- WRITTEN REQUEST 1
Show every line of the entries below that contains the string "pavement". Case counts.
- WRITTEN REQUEST 2
Extend the Heath Shuler article below, picking up right after its final sentence.

- QUOTED TEXT

● ● ● ● ●

Photo by Erin Brethauer/Asheville Citizen-Times
U.S. Rep. Heath Shuler throws the ball during a charity football game Sunday, Nov. 8, 2009 in Asheville, N.C.
A closer look
Age/birthdate: 37, Dec. 31, 1971
Occupation: Congressman, real estate developer, retired pro football player
Hometown: Bryson City, N.C.
Residence: Waynesville, N.C.
Family: Married, two children
Elected: November 2006; November 2008
Representation: 11th Congressional District including Buncombe, Clay, Cherokee, Graham, Haywood, Henderson, Jackson, Macon, Madison, McDowell, Polk, Rutherford, Swain, Transylvania, Yancey counties
Education: 2001 University of Tennessee graduate
Religion: Southern Baptist
Fifteen years ago, local radio station WIVK entered a football broadcasting deal, but the programming didn't involve the Orange and White.
Instead, the AM-FM powerhouse agreed to carry games of the Washington Redskins.
Why would a prominent East Tennessee radio station pay so much attention to a National Football League team that plays its home games more than 400 miles away?
The deal had a simple motivation, according to Bobby Denton: "Because of Heath."
The station's former general manager was referring to Heath Shuler, a star quarterback for the University of Tennessee in the early 1990s who was drafted by the 'Skins in 1994.

● ● ● ● ●

- DATA TO USE
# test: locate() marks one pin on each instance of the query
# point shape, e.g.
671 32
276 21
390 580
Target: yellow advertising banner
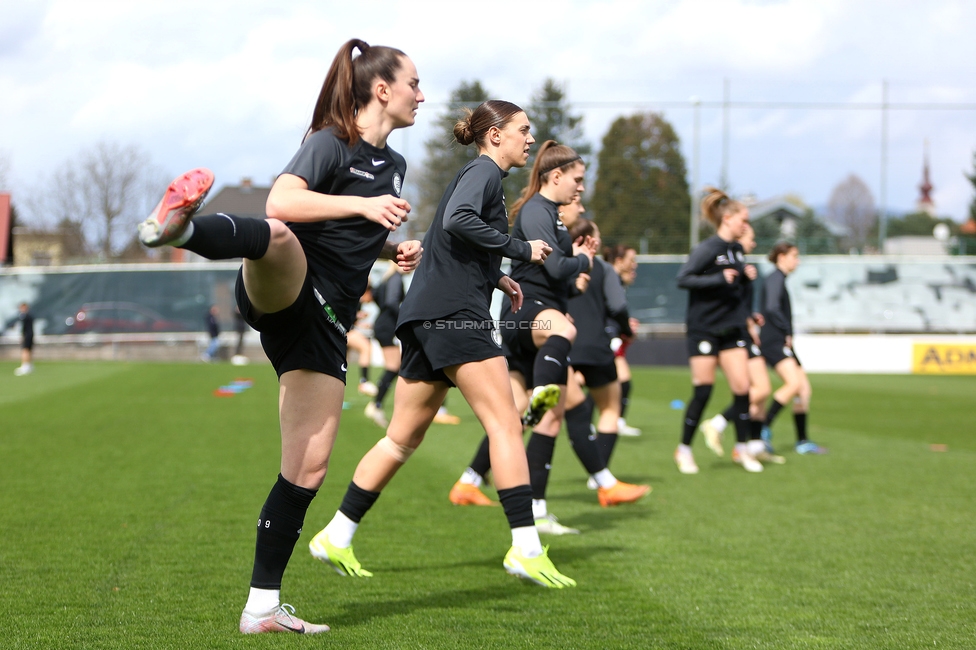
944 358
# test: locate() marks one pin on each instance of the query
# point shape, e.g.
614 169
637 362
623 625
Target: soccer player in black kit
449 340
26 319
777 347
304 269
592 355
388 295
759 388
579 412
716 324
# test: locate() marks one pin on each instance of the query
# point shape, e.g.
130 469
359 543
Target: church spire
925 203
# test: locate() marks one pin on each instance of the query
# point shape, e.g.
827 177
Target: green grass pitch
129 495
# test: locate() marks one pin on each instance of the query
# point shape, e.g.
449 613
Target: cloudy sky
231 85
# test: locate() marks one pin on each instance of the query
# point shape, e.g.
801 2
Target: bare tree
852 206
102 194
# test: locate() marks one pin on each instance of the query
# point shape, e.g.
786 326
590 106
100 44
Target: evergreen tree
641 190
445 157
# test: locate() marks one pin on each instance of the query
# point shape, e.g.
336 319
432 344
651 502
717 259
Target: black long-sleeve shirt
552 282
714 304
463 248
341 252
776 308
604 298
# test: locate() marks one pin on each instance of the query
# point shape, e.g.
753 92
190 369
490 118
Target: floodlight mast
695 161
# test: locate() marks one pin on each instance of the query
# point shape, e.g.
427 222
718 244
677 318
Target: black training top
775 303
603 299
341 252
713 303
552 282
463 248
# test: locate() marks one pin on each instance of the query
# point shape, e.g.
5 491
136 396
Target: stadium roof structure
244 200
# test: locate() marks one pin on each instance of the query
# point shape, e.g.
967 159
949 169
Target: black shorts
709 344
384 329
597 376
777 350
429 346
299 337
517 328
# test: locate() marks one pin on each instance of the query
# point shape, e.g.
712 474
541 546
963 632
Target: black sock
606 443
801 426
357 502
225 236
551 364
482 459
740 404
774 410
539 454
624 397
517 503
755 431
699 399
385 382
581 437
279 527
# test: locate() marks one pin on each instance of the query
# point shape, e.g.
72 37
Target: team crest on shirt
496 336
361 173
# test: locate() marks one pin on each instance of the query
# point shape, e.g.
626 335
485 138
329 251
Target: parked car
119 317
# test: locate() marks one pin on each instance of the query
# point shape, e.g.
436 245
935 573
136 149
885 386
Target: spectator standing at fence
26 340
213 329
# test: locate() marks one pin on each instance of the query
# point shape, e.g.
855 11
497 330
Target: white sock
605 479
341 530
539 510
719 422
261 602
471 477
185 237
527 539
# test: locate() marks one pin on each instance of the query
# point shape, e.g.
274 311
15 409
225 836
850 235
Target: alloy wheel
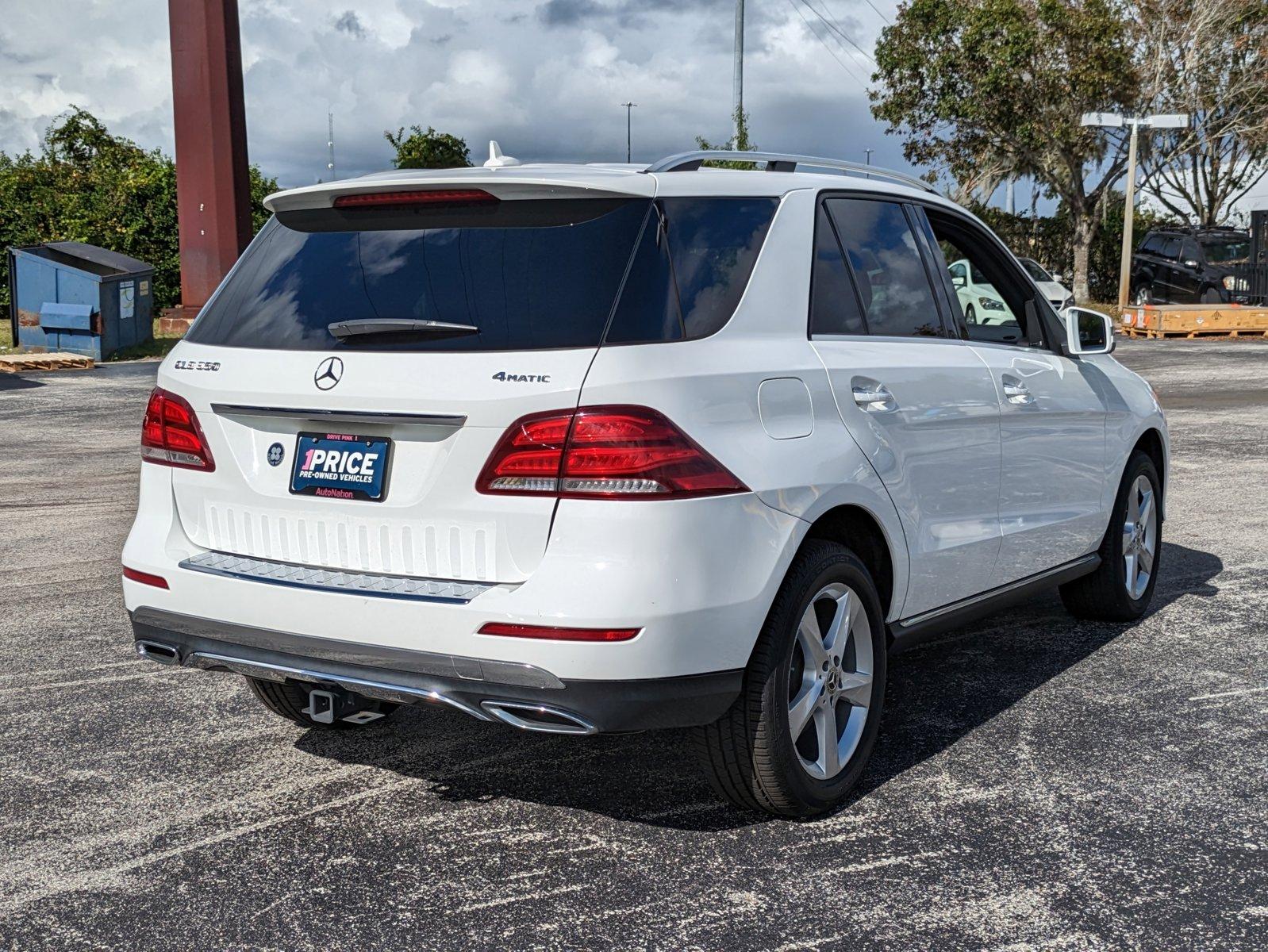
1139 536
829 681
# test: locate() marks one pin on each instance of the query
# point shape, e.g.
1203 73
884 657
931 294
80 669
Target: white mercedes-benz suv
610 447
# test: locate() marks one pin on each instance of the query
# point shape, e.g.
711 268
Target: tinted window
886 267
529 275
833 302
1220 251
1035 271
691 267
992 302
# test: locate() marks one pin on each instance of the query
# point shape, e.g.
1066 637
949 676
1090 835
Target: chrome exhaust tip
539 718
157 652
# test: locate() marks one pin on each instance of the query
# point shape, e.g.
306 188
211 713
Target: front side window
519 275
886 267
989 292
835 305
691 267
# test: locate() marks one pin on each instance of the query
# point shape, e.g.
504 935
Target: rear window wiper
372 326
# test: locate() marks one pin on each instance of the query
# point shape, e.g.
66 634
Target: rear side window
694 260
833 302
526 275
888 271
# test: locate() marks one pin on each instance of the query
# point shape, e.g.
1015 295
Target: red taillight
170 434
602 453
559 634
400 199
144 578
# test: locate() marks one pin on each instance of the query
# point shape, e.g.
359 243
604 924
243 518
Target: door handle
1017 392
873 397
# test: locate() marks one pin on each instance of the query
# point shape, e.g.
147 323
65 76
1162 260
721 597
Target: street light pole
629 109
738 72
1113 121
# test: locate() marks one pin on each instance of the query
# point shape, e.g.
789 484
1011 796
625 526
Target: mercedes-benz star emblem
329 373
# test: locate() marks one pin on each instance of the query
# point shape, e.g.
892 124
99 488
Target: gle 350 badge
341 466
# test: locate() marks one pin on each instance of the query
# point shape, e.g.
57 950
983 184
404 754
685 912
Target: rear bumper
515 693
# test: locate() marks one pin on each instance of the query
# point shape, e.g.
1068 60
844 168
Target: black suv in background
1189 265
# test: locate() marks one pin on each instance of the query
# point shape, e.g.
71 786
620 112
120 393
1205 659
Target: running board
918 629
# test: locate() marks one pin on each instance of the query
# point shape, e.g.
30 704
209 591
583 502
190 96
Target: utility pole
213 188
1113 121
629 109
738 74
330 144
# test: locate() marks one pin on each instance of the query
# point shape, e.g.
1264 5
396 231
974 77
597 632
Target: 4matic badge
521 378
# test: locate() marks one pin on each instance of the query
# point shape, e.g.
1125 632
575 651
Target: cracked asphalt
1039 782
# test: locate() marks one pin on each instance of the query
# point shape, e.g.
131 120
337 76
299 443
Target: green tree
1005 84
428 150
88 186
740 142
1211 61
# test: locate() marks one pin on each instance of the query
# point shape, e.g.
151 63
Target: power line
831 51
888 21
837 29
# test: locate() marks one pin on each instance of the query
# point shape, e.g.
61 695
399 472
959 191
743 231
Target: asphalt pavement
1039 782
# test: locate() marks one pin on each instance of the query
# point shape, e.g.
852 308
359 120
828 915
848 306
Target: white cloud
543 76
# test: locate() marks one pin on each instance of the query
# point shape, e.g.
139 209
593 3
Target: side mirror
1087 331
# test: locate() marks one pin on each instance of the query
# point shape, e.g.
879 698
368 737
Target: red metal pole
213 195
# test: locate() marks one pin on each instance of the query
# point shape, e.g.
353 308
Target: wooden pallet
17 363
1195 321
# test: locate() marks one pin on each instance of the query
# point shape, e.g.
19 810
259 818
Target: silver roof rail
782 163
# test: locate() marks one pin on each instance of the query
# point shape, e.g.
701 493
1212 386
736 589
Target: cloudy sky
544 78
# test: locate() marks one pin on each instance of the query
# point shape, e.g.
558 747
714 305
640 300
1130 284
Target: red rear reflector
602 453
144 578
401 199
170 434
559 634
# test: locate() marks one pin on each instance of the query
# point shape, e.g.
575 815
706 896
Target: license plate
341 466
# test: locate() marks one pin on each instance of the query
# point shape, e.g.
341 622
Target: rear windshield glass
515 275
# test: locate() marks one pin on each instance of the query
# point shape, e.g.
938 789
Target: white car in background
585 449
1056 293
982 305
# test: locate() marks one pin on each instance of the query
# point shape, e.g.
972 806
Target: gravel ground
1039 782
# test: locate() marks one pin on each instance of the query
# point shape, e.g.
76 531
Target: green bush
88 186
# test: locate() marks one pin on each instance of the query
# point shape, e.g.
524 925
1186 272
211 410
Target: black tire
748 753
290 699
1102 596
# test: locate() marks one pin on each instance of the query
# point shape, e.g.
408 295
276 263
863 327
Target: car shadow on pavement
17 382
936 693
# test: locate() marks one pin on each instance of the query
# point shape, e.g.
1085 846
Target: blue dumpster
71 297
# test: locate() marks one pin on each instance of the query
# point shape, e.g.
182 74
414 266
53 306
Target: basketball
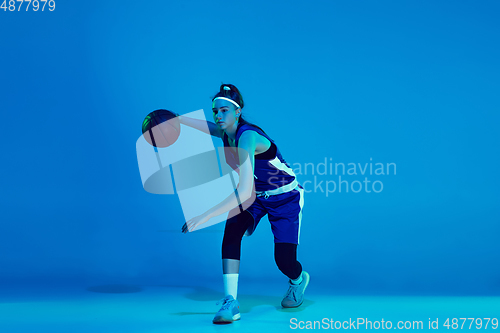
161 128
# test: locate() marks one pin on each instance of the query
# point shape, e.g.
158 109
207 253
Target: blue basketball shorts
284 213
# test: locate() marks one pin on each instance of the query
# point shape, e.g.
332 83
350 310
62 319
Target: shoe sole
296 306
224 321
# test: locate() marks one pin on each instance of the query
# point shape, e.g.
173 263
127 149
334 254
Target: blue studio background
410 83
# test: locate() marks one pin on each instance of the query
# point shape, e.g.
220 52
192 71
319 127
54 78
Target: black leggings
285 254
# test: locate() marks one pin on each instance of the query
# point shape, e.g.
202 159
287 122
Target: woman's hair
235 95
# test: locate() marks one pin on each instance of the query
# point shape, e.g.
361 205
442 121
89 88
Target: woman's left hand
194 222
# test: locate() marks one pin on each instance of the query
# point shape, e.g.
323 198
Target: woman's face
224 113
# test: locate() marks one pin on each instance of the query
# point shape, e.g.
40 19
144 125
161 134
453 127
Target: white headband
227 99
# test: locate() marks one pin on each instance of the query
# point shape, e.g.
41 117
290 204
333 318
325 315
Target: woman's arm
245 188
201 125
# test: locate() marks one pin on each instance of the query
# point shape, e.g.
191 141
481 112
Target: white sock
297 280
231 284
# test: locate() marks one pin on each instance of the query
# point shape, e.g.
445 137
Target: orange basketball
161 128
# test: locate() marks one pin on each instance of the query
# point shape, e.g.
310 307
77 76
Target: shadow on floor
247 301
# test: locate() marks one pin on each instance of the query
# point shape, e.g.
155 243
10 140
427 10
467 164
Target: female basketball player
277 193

● ● ● ● ●

- EXPECTED ANSWER 1
Target: asphalt pavement
Target: car shadow on pavement

- EXPECTED ANSWER 2
"That's probably the only reason," Denton added, "because he was one of the most popular Tennessee players … in history at that time."
Shuler's professional football career never matched his college exploits, but the story is indicative of the impact caused by UT's gridiron heroes: Even after they leave town, their impact still is felt in Knoxville.
In recent years, the ex-quarterback, now 37, has returned to his home state of North Carolina and launched a political career that has seen him oust a long-serving congressman and then win a second term in the U.S. House.
But even though he is at home in western North Carolina, Shuler's accomplishments in Knoxville as an elite athlete and a prominent businessman still loom large as formative events in his life - and they continue to have an impact on his political career.
Gibbs Knotts, head of the Political Science Department at Western Carolina University in Cullowhee, N.C., said Shuler was a high school football star and indicated that the acclaim from his days at UT and the NFL also were a benefit to his political ambitions.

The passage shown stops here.